ASSIGNMENT –
The output should consist solely of the line containing "Category: thatched cottage" and the lines that follow it through the end of the data below.

RECORDS FOR THE TASK –

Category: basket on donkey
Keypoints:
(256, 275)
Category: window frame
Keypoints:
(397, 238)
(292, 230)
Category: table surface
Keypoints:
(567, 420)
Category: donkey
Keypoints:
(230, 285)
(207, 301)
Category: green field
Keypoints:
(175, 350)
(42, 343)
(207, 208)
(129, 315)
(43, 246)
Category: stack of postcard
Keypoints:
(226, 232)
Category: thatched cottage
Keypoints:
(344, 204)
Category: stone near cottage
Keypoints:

REPLY –
Category: thatched cottage
Keypoints:
(344, 204)
Category: stone near cottage
Keypoints:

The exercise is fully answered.